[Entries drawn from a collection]
____________

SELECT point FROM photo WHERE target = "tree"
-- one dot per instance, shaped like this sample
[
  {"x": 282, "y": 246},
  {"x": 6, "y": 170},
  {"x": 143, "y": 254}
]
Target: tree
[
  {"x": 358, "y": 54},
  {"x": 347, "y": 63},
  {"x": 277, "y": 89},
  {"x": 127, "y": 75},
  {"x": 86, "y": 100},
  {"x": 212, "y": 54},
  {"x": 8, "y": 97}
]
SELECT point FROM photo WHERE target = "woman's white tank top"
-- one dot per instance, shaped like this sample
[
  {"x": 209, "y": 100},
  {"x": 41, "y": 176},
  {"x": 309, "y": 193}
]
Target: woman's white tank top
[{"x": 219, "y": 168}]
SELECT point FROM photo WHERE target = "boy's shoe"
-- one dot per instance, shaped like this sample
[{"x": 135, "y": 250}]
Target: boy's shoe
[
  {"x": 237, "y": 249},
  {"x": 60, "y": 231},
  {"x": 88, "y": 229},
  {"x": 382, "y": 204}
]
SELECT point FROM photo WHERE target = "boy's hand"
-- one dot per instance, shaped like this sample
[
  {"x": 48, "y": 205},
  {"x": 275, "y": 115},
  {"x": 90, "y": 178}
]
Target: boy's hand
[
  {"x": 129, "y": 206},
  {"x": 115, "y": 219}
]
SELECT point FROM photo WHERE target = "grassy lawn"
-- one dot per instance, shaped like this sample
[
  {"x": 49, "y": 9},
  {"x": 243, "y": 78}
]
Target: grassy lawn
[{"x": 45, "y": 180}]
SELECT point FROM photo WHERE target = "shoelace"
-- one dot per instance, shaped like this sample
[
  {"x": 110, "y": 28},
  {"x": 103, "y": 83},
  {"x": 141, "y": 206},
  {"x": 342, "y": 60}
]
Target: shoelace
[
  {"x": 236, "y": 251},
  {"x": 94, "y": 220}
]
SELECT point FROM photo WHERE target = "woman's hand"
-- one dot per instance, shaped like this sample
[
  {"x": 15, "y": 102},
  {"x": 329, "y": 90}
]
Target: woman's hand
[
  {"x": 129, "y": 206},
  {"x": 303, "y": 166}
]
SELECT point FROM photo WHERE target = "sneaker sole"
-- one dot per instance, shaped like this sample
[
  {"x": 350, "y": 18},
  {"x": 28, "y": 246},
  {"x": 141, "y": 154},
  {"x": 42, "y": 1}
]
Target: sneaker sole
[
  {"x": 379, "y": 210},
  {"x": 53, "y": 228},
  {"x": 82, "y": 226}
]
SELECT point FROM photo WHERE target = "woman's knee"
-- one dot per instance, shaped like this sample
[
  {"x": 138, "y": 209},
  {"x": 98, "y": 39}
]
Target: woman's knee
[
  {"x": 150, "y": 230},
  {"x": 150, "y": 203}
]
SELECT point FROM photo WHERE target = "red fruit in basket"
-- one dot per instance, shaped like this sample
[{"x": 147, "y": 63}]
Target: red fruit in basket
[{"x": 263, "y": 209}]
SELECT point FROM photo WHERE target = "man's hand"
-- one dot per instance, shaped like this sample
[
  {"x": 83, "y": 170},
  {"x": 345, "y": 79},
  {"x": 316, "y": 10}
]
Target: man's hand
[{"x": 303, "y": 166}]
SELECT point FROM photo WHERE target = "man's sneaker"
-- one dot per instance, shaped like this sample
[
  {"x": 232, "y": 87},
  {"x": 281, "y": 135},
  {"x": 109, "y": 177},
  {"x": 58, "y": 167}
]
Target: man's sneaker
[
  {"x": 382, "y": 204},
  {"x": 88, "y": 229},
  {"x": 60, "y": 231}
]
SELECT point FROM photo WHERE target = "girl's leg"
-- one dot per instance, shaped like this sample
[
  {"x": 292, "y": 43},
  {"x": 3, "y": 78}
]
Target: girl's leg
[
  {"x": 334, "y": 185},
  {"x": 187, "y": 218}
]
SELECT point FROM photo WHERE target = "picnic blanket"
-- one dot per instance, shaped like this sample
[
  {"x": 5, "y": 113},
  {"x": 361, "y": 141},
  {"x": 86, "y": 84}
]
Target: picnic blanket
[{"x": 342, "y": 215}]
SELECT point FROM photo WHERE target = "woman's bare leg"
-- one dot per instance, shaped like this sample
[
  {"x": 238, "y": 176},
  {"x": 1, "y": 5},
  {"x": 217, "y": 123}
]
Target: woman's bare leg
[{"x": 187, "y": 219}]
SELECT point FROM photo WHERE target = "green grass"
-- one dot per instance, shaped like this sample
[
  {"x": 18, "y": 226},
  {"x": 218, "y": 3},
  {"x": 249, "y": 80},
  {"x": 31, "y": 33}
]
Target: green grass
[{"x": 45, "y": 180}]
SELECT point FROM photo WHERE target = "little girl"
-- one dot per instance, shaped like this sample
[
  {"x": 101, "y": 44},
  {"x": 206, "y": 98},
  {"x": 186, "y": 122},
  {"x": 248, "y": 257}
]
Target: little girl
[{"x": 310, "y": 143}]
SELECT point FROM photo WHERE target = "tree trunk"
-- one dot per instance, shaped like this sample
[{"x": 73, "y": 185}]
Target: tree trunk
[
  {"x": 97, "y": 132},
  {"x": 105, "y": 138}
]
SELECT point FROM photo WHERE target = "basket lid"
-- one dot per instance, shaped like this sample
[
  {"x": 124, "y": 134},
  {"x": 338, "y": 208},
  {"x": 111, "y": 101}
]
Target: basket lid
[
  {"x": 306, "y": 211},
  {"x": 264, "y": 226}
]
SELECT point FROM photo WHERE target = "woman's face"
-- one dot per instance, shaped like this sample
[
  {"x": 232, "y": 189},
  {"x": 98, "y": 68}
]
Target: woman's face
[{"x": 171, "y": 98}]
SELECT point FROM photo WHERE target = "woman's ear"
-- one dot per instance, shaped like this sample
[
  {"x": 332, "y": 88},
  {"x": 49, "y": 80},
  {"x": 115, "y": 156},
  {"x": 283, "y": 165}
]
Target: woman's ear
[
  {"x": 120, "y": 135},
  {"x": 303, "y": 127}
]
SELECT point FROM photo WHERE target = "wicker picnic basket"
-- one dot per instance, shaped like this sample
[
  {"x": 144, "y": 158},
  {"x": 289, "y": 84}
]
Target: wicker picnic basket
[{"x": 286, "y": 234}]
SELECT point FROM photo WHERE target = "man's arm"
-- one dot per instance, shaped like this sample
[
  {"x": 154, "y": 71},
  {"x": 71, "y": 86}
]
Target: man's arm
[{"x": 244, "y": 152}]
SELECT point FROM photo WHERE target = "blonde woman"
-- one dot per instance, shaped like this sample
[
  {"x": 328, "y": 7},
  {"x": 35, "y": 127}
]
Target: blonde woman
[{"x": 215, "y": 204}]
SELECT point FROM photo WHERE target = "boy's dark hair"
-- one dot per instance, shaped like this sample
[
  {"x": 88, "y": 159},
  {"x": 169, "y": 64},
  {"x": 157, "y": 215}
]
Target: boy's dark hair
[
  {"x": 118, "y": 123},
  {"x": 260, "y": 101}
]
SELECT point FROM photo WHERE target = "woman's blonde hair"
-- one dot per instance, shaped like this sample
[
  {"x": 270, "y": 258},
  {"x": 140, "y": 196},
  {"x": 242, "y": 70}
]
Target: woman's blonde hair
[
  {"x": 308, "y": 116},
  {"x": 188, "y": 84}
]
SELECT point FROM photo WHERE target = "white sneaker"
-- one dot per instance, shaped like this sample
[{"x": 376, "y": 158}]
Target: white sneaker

____________

# TASK DIRECTIONS:
Identify every line in the data above that contains the string "dark", matching case exactly, and copy each of those lines.

# RESULT OF THE TASK:
SELECT point FROM photo WHERE target = "boy's dark hair"
Target: boy's dark hair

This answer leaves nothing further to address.